(Entries taken from a collection)

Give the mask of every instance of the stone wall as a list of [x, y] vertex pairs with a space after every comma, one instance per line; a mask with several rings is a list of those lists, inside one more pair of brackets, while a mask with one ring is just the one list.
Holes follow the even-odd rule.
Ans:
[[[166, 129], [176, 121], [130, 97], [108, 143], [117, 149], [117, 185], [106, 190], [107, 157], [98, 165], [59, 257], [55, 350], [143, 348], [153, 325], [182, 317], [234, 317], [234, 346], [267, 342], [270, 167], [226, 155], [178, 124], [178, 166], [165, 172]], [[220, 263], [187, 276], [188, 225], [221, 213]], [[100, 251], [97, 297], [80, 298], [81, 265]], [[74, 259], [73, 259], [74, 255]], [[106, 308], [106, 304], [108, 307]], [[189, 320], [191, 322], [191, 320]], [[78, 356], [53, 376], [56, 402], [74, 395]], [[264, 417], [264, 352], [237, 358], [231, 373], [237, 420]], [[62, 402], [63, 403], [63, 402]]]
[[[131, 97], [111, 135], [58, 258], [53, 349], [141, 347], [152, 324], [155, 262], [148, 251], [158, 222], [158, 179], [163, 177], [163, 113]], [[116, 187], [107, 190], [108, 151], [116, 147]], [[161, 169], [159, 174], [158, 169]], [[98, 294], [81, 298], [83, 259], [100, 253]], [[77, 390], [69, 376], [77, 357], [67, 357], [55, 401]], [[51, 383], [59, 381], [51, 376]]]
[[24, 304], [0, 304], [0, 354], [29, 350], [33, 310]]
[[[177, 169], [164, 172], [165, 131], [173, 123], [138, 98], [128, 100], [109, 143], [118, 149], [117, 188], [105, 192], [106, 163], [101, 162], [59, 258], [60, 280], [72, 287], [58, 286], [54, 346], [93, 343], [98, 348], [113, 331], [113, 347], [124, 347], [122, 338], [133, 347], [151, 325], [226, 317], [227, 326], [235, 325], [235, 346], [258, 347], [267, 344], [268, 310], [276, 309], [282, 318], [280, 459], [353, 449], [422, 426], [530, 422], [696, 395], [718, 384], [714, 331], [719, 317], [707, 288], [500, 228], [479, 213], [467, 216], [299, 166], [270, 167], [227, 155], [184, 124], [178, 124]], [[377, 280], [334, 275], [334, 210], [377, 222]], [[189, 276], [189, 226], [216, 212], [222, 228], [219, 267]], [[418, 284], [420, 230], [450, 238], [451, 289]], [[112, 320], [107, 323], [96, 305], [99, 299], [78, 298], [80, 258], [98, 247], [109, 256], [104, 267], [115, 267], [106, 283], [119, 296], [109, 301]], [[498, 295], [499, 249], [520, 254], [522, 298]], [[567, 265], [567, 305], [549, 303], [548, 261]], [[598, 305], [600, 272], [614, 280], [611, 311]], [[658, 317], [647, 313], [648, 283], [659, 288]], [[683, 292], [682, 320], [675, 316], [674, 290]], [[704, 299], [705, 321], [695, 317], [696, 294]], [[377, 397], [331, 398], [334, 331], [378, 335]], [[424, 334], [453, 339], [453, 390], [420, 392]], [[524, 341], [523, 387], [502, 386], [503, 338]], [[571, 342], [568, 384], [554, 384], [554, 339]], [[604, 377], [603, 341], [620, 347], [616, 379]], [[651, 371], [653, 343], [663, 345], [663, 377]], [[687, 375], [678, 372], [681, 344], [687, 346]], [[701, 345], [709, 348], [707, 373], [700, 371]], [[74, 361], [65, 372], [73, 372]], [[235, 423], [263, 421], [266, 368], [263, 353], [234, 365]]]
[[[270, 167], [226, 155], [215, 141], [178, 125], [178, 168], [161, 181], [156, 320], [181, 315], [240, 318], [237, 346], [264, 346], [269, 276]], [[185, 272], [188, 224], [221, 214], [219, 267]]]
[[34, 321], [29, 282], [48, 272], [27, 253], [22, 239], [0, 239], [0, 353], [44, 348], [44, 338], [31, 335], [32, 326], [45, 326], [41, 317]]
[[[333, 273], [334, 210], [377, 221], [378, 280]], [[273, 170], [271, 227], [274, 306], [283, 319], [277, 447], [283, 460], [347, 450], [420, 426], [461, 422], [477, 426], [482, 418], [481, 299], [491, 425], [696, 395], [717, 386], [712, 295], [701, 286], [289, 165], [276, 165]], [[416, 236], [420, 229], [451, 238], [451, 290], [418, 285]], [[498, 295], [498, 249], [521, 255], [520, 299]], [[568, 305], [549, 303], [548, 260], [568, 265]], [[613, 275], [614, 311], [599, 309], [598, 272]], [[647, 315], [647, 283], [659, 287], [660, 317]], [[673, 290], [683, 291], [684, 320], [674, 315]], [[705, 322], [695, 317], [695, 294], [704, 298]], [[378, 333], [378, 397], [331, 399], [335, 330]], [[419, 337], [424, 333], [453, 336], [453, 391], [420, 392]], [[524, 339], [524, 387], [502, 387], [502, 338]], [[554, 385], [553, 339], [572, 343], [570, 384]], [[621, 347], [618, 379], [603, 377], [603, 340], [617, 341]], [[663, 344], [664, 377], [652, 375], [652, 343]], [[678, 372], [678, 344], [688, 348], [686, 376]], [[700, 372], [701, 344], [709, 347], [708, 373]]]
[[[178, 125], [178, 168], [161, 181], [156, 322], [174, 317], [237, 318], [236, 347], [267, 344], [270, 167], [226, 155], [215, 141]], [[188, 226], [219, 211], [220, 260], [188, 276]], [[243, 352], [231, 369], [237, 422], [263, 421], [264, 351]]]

What to work on: The output should match the records above exactly, entry for entry.

Task output:
Give the mask of every instance of the stone wall as a list of [x, y] vertex pairs with a space after every comma, one instance per line; a mask with several rings is a list of those lists, inside one more pair of brackets, while a mask with one ring is just the one list.
Holes follow the even-odd rule.
Ans:
[[[166, 129], [176, 121], [130, 97], [108, 143], [117, 149], [117, 185], [106, 190], [107, 157], [98, 165], [59, 257], [55, 350], [143, 348], [153, 325], [182, 317], [234, 317], [234, 346], [267, 342], [270, 167], [226, 155], [178, 124], [178, 166], [165, 172]], [[220, 263], [187, 276], [188, 225], [221, 213]], [[100, 251], [97, 297], [80, 298], [81, 265]], [[74, 259], [73, 259], [74, 255]], [[106, 308], [106, 304], [108, 307]], [[189, 320], [191, 322], [191, 320]], [[78, 356], [53, 376], [56, 402], [74, 395]], [[264, 417], [264, 352], [237, 358], [231, 373], [237, 420]], [[62, 402], [63, 403], [63, 402]]]
[[[131, 97], [111, 135], [58, 258], [53, 349], [141, 347], [152, 324], [155, 262], [148, 251], [158, 222], [158, 179], [163, 177], [163, 113]], [[116, 187], [107, 190], [108, 151], [116, 147]], [[161, 169], [159, 174], [158, 169]], [[98, 294], [81, 298], [83, 259], [100, 253]], [[77, 390], [69, 376], [77, 357], [67, 357], [55, 401]], [[51, 383], [59, 381], [51, 376]]]
[[24, 304], [0, 304], [0, 354], [29, 350], [33, 310]]
[[[177, 169], [164, 172], [165, 131], [173, 123], [138, 98], [128, 100], [109, 143], [118, 149], [117, 188], [105, 192], [106, 163], [101, 162], [59, 258], [60, 280], [72, 287], [58, 286], [54, 346], [93, 343], [98, 348], [113, 331], [113, 347], [124, 347], [122, 338], [133, 347], [151, 325], [226, 317], [227, 326], [235, 325], [235, 346], [258, 347], [267, 344], [268, 310], [276, 309], [282, 318], [280, 459], [353, 449], [422, 426], [530, 422], [696, 395], [718, 384], [714, 331], [719, 317], [707, 288], [500, 228], [479, 213], [467, 216], [299, 166], [270, 167], [227, 155], [184, 124], [178, 124]], [[377, 280], [334, 275], [334, 210], [377, 222]], [[189, 276], [189, 226], [216, 212], [222, 228], [219, 267]], [[418, 284], [420, 230], [450, 238], [451, 289]], [[112, 320], [107, 323], [96, 305], [99, 299], [78, 298], [80, 258], [98, 247], [109, 256], [104, 267], [115, 267], [106, 283], [119, 296], [109, 301]], [[498, 295], [499, 249], [520, 254], [522, 298]], [[567, 265], [567, 305], [549, 303], [548, 261]], [[598, 305], [600, 272], [614, 280], [611, 311]], [[658, 317], [647, 313], [648, 283], [659, 288]], [[683, 292], [682, 320], [675, 316], [674, 290]], [[704, 299], [705, 321], [695, 317], [696, 294]], [[377, 397], [331, 398], [334, 331], [378, 335]], [[424, 334], [453, 339], [453, 390], [420, 392]], [[524, 341], [523, 387], [502, 386], [503, 338]], [[571, 342], [568, 384], [554, 384], [554, 339]], [[604, 377], [603, 341], [620, 347], [616, 379]], [[651, 371], [653, 343], [663, 345], [663, 377]], [[687, 375], [678, 372], [681, 344], [687, 346]], [[701, 345], [709, 348], [707, 373], [700, 371]], [[74, 361], [65, 372], [73, 372]], [[235, 423], [263, 421], [266, 368], [263, 353], [234, 365]]]
[[[270, 167], [226, 155], [215, 141], [178, 125], [178, 168], [161, 181], [156, 320], [181, 315], [240, 318], [237, 346], [264, 346], [269, 276]], [[185, 272], [188, 224], [221, 214], [219, 267]]]
[[34, 321], [29, 282], [48, 272], [27, 253], [22, 239], [0, 239], [0, 353], [44, 348], [44, 338], [31, 335], [32, 326], [45, 326], [41, 317]]
[[[333, 273], [334, 210], [377, 221], [378, 280]], [[273, 170], [271, 227], [274, 306], [283, 319], [277, 447], [283, 460], [347, 450], [420, 426], [461, 422], [477, 426], [482, 418], [481, 299], [491, 425], [696, 395], [717, 386], [712, 295], [701, 286], [289, 165], [276, 165]], [[416, 236], [420, 229], [451, 238], [451, 290], [418, 285]], [[498, 295], [498, 249], [521, 255], [520, 299]], [[568, 305], [549, 303], [548, 260], [568, 265]], [[613, 275], [614, 311], [599, 309], [598, 272]], [[647, 315], [647, 283], [659, 287], [660, 317]], [[673, 290], [683, 291], [684, 320], [674, 315]], [[705, 322], [695, 317], [695, 294], [704, 298]], [[378, 333], [378, 397], [331, 399], [335, 330]], [[419, 337], [424, 333], [453, 336], [453, 391], [420, 392]], [[524, 339], [524, 387], [502, 387], [502, 338]], [[554, 385], [553, 339], [572, 343], [570, 384]], [[621, 347], [618, 379], [603, 377], [603, 340], [617, 341]], [[663, 344], [664, 377], [652, 375], [652, 343]], [[678, 372], [678, 344], [688, 348], [686, 376]], [[700, 372], [701, 344], [709, 347], [708, 373]]]
[[[178, 125], [178, 168], [161, 181], [156, 322], [174, 317], [237, 318], [236, 347], [267, 344], [270, 167], [226, 155], [215, 141]], [[188, 226], [219, 211], [220, 260], [188, 276]], [[243, 352], [231, 369], [237, 422], [263, 421], [264, 351]]]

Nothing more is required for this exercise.